▶ _Consigna escrita_
¿Cómo seguiría el artículo de opinión sobre el Palau de les Arts que aparece abajo? Escribe su continuación a partir de la última frase.

▶ _Extracto original_
+---+
Finalmente, ya ha pasado la vocinglera obertura del Palau de les Arts. Ya señalaba en su día Ramón Lapiedra, en un magnífico estudio sobre la política cultural valenciana, que el PP había sido capaz de reformular y degradar un equipamiento cultural potencialmente importantísimo como la Ciudad de las Ciencias, hasta convertirlo en una especie de parque temático sin programa científico serio y gestionado de espaldas a los científicos valencianos. Pero las dudas del antiguo rector de la Universitat de València iban más allá, sobre todo a la hora de valorar la idoneidad de añadirle un componente artístico, el señalado Palau de la Ópera, también llamado Mazinguer, ya que éste no responde a ningún estudio de las necesidades sociales y culturales.

A ello añadiría que a un arquitecto, Santiago Calatrava, se le ha dado licencia para matar cualquier lógica, ya que, por lo visto, a este reconocido proyectista lo único que le ha interesado es el contenedor (majestuoso, es evidente) y ha dejado en manos de los hacedores de este invento una envenenada herencia. Es decir, que se apañen ellos con el contenido, que inventen ellos.

Y hete aquí que ahora hay que pensar en qué hacer con toda esta construcción faraónica y con unos costes astronómicos, antes y después de su obertura.

Hasta el momento, sólo se han dado explicaciones muy ambiguas sobre su programación. Tan sólo sabemos que uno de los cuatro teatros construidos estará destinado a la ópera y la danza, y otros tres, para distintas manifestaciones escénicas incluida la danza contemporánea y el teatro (¿Por qué se hace allí la sede del Teatre Nacional?), lo cual es sospechoso, o un claro indicio de irresponsabilidad porque todo lujo cultural debiera de nacer por necesidad y no por puro esnobismo político. En eso estamos, en un Palau sin alma, sin proyecto.
+---+
▶ _Sección de datos_
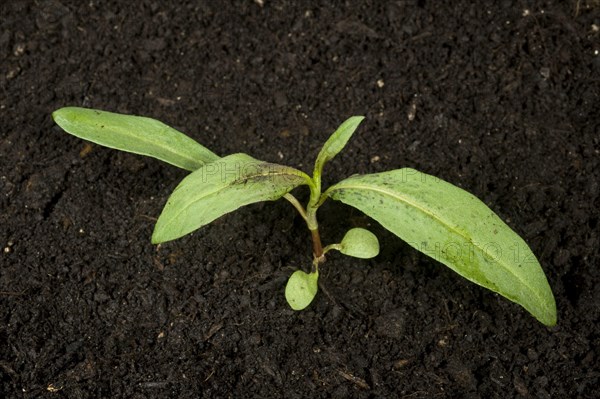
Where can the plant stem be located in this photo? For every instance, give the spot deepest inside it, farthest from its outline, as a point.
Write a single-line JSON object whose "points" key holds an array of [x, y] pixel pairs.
{"points": [[296, 205], [317, 246]]}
+---+
▶ _Resultado obtenido_
Una vez llegados a un callejón sin salida, sólo queda ser pragmáticos -todo lo contrario a la actitud del PP con respecto al Teatro Romano de Sagunt, que aún está sin acabar e infrautilizado- y pedir a partir de ahora un mayor raciocinio, no sólo económico.

Debemos exigir que se elabore un proyecto equilibrado, y que Verdi y Zubin Mehta me perdonen, pero, por mucho que pueda admitir que Valencia precisaba un teatro de ópera, no debiéramos consentir el puro deslumbre. Es preciso demandar que dicho mamotreto acapare todos los presupuestos y devore, como así parece, el arte de la ciudad.

Nadie niega que Valencia entre en el circuito europeo, o mundial, pero no a golpe de talón como se ha hecho hasta ahora, y sí con el trabajo bien hecho en el día a día (en toda la ciudad).

Causa consternación a este respecto las propias declaraciones de Calatrava recogidas en estas mismas páginas. Según esta estrella de la arquitectura, el edificio se «ha hecho a escala de las ambiciones culturales valencianas (É) de nuestra conciencia musical y artística orientada al futuro, al siglo XXI».

Unamuno respondería: «nos acongoja y hasta aterra más la perversión intelectual que no la moral».

En realidad comprenderíamos más la construcción del edificio si se le hubiera sacado antes mayor partido a los ya existentes. Por ejemplo, el teatro Principal lleva mucho tiempo con una programación muy provinciana y el Palau de la Música ha vivido últimamente ahogado con los presupuestos, tanto que hasta ha tenido que finiquitar uno de sus más elogiables propuestas, el taller de ópera.

Con estos precedentes, se hace difícil comprender un cambio de actitud. En todo caso, por lo señalado en cuanto a pragmatismo, si podemos visionar en el Palau de les Arts algún gran espectáculo estimable, qué duda cabe, habrá que aprovecharlo, que disfrutarlo.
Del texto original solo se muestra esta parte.